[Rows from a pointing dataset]
======
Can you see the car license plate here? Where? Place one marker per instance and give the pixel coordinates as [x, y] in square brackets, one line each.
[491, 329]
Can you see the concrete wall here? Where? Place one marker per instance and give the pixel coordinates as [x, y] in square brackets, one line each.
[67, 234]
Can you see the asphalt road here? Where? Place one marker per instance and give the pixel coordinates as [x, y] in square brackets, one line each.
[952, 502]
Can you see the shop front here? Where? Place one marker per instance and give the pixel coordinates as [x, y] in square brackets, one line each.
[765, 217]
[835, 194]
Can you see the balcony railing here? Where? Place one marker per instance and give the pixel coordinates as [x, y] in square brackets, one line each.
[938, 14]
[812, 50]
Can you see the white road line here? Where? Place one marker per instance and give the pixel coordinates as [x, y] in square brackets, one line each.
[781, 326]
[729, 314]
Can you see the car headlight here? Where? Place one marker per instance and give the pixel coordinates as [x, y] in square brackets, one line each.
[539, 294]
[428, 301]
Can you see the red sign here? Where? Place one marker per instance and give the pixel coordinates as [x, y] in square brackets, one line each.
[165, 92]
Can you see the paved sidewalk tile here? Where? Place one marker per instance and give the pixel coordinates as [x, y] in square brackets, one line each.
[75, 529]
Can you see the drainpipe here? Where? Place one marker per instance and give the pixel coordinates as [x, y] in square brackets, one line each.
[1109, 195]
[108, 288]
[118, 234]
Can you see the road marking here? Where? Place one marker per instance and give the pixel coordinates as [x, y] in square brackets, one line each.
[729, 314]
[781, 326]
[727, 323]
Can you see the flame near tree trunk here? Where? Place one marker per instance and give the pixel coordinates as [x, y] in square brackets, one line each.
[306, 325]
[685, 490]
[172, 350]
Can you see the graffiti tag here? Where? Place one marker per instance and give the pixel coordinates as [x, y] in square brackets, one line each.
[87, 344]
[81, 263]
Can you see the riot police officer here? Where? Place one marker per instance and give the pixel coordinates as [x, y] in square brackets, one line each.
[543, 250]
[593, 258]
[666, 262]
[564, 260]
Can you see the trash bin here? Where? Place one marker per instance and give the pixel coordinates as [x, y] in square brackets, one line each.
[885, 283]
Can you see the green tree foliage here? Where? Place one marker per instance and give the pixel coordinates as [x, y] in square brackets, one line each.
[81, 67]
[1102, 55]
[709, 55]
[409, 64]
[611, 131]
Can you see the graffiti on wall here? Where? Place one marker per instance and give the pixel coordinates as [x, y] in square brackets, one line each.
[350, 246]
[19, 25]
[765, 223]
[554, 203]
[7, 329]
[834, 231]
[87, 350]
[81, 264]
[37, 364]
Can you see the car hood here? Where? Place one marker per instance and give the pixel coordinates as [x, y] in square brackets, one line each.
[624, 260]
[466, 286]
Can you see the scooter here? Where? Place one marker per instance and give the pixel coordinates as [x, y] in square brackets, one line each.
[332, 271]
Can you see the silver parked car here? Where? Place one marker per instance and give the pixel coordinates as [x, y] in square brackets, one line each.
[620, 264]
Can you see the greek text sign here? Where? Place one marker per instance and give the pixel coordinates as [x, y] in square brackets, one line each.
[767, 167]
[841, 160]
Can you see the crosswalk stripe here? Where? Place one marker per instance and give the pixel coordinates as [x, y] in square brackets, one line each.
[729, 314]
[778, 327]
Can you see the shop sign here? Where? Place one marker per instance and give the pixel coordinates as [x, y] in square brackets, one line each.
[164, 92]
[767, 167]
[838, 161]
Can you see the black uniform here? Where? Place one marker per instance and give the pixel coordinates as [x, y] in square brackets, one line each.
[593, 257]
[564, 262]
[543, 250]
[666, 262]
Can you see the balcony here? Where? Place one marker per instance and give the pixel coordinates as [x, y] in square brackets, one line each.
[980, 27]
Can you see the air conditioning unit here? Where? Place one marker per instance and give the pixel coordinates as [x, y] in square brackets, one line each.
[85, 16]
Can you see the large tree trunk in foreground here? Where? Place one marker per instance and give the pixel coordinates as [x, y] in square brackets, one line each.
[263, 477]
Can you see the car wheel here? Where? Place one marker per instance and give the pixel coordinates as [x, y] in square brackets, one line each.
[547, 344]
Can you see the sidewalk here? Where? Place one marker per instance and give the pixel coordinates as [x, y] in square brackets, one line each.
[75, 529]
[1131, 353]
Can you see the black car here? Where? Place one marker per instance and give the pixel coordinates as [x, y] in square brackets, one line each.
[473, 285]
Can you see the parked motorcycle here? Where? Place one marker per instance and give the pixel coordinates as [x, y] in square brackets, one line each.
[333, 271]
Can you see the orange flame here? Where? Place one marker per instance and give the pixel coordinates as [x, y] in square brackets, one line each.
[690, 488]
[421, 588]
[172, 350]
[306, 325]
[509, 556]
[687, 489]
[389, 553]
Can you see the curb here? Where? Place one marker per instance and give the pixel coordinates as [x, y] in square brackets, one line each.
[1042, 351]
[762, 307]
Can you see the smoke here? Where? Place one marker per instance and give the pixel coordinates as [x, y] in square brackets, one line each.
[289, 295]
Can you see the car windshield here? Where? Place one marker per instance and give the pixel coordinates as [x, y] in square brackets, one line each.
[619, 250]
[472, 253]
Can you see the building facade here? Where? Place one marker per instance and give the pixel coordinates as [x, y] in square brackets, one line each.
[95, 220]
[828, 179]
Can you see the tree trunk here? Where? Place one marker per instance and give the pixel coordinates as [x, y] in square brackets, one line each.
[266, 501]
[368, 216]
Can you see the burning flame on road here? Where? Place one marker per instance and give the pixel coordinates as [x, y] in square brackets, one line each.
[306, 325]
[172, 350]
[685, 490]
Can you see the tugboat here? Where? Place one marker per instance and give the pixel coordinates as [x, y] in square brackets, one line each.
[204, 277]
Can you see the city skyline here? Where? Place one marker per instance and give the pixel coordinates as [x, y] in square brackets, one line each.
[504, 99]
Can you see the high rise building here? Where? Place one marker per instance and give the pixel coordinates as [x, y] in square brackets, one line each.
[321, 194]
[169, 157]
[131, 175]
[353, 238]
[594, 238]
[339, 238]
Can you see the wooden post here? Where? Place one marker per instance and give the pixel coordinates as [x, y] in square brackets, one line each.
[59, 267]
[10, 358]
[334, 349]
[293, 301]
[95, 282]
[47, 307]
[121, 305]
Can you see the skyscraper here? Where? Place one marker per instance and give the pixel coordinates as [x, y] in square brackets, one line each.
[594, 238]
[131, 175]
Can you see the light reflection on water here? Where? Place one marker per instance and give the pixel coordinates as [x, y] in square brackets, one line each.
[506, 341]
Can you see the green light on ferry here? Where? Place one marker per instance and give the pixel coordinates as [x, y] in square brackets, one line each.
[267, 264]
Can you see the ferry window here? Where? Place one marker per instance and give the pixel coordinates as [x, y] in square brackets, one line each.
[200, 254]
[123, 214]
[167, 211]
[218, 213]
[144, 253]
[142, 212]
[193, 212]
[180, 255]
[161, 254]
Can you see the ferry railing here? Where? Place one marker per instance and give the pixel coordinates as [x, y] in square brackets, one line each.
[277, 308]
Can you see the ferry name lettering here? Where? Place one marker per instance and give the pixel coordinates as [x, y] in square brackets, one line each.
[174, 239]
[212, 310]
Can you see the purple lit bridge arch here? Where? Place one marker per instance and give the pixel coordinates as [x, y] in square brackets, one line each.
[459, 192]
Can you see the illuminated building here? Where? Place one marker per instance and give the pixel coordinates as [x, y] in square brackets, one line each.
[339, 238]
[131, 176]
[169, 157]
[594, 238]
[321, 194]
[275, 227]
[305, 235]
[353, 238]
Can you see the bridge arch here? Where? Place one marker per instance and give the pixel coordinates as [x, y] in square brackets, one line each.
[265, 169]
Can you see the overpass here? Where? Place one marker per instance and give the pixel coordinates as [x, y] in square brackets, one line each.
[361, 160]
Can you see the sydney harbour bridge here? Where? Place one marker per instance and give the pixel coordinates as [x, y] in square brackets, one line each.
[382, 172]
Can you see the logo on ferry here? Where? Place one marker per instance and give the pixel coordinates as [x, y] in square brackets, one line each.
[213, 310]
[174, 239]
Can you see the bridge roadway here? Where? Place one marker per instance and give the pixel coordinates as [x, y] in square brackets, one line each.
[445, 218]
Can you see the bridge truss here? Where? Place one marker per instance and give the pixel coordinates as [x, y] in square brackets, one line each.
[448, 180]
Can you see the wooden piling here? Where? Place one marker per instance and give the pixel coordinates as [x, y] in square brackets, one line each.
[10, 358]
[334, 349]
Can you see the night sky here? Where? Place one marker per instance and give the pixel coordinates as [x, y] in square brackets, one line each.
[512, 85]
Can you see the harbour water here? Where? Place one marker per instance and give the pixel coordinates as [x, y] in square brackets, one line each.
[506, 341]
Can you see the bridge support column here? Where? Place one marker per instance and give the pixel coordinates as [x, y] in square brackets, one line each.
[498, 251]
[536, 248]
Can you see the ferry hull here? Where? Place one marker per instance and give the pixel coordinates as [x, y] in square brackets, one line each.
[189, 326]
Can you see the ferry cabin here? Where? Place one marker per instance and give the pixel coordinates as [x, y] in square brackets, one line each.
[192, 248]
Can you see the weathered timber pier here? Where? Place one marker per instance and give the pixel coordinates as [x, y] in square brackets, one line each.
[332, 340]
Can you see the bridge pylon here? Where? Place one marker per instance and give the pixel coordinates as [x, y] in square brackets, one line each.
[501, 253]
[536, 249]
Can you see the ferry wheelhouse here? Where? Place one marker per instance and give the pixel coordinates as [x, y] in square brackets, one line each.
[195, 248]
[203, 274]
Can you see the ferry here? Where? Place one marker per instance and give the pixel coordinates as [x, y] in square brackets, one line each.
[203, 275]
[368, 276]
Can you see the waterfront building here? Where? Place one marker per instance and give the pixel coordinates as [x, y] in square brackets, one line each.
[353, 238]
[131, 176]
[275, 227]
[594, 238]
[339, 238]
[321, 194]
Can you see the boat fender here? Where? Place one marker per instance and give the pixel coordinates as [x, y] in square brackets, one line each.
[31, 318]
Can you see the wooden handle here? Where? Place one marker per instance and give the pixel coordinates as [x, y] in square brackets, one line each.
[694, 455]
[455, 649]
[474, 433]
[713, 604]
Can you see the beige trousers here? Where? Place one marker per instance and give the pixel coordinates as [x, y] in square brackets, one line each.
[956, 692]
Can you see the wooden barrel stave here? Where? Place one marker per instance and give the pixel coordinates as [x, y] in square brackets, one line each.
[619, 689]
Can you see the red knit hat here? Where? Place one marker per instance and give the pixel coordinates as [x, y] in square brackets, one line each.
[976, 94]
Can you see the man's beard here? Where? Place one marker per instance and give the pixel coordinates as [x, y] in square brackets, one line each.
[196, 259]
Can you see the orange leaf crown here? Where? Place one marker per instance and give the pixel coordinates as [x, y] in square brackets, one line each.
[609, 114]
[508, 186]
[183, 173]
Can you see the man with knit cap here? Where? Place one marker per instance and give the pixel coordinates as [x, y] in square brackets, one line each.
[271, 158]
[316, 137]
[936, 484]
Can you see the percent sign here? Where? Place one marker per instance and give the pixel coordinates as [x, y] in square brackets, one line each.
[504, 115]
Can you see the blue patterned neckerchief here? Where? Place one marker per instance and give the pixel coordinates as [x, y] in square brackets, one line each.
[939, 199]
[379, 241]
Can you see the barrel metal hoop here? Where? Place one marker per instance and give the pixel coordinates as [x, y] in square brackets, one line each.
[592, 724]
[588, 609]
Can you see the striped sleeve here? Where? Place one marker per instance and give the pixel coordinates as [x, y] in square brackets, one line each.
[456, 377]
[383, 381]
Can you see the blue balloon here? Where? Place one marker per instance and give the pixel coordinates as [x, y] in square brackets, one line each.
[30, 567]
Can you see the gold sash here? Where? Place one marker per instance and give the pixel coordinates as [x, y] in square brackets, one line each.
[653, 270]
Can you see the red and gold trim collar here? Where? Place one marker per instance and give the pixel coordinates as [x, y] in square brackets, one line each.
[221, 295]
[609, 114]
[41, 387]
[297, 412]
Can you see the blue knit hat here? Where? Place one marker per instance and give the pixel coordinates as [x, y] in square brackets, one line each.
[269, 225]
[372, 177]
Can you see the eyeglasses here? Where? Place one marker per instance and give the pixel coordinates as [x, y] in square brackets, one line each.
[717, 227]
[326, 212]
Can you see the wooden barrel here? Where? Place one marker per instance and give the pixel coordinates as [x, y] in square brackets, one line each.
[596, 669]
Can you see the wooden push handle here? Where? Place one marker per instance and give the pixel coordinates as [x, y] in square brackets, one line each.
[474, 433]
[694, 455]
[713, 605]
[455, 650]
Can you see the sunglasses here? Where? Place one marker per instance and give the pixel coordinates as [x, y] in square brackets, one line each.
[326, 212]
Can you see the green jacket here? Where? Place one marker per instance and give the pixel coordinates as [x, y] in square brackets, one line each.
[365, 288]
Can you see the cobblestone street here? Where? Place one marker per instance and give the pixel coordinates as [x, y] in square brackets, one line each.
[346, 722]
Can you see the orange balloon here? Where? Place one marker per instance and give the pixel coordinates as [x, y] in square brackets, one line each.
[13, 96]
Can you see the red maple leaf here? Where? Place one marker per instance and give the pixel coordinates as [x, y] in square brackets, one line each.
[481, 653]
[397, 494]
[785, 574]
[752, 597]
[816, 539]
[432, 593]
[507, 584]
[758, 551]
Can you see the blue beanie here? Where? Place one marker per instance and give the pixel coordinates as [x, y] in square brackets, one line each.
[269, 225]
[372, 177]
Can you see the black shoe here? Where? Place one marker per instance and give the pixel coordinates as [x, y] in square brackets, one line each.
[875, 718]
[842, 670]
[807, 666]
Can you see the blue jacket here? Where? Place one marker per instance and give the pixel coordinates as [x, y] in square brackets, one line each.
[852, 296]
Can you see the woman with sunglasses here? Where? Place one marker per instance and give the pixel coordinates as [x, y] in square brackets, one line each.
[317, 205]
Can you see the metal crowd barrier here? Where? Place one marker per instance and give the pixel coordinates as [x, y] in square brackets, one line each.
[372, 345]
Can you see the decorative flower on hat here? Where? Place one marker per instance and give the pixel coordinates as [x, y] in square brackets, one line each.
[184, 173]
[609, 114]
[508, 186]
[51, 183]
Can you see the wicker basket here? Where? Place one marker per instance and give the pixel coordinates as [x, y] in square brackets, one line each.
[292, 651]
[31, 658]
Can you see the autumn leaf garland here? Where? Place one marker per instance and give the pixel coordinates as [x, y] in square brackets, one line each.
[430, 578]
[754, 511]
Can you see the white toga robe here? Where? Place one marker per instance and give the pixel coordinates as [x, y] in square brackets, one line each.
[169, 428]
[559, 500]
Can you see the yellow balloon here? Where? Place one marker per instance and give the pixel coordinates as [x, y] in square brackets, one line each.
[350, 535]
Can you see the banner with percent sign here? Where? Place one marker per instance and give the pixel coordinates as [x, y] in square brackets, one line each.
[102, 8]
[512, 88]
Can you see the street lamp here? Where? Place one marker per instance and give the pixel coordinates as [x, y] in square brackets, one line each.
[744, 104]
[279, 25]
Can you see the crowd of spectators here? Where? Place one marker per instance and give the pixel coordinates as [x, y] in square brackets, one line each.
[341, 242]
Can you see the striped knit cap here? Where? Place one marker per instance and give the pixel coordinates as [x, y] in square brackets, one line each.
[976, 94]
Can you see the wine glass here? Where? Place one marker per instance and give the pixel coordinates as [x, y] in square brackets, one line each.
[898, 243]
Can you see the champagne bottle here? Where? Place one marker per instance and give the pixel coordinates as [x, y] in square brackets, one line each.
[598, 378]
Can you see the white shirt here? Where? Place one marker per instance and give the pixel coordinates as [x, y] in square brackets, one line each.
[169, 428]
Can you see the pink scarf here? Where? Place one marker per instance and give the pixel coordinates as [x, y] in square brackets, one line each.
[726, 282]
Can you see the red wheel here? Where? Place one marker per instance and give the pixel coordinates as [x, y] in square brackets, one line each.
======
Only the lines from the one containing "Can you see the banner" to the end of the listing belong in the output, each reproduced exactly.

Can you see the banner with percent sign here? Where? Place one marker per instance and give the pixel coordinates as [x, y] in square brackets, one line each.
[102, 8]
[512, 88]
Can you see the street lamp here? Where? Place one marker per instance and give the pixel coordinates as [x, y] in square brackets, one line each.
[744, 104]
[279, 25]
Can you see the crowd of spectators here? Where? Place one marker per instance and give the pixel coordinates as [x, y] in square brackets, one line each.
[341, 242]
Can you see the striped knit cap here? Where? Place one marker per instance and give the pixel coordinates as [x, y] in square brackets, one line each.
[976, 94]
Can you see the wine glass here? Where? Place one marker per instance and give the pixel coordinates as [x, y] in square brackets, one line each.
[898, 243]
Can you see the champagne bottle here? Where? Place one marker per instance and give the pixel coordinates as [x, y] in square brackets, one line each.
[598, 378]
Can you see the white shirt here? Where? Place one marker per instance and give the pixel coordinates as [x, y] in square brackets, one line each.
[169, 428]
Can you see the pink scarf here? Where? Place one marker per instance and give the pixel coordinates as [x, y] in square brackets, one line each.
[726, 282]
Can you see the red wheel here? Where? Place one marker per instance and give the pixel coordinates as [x, y] in square brackets, one line each.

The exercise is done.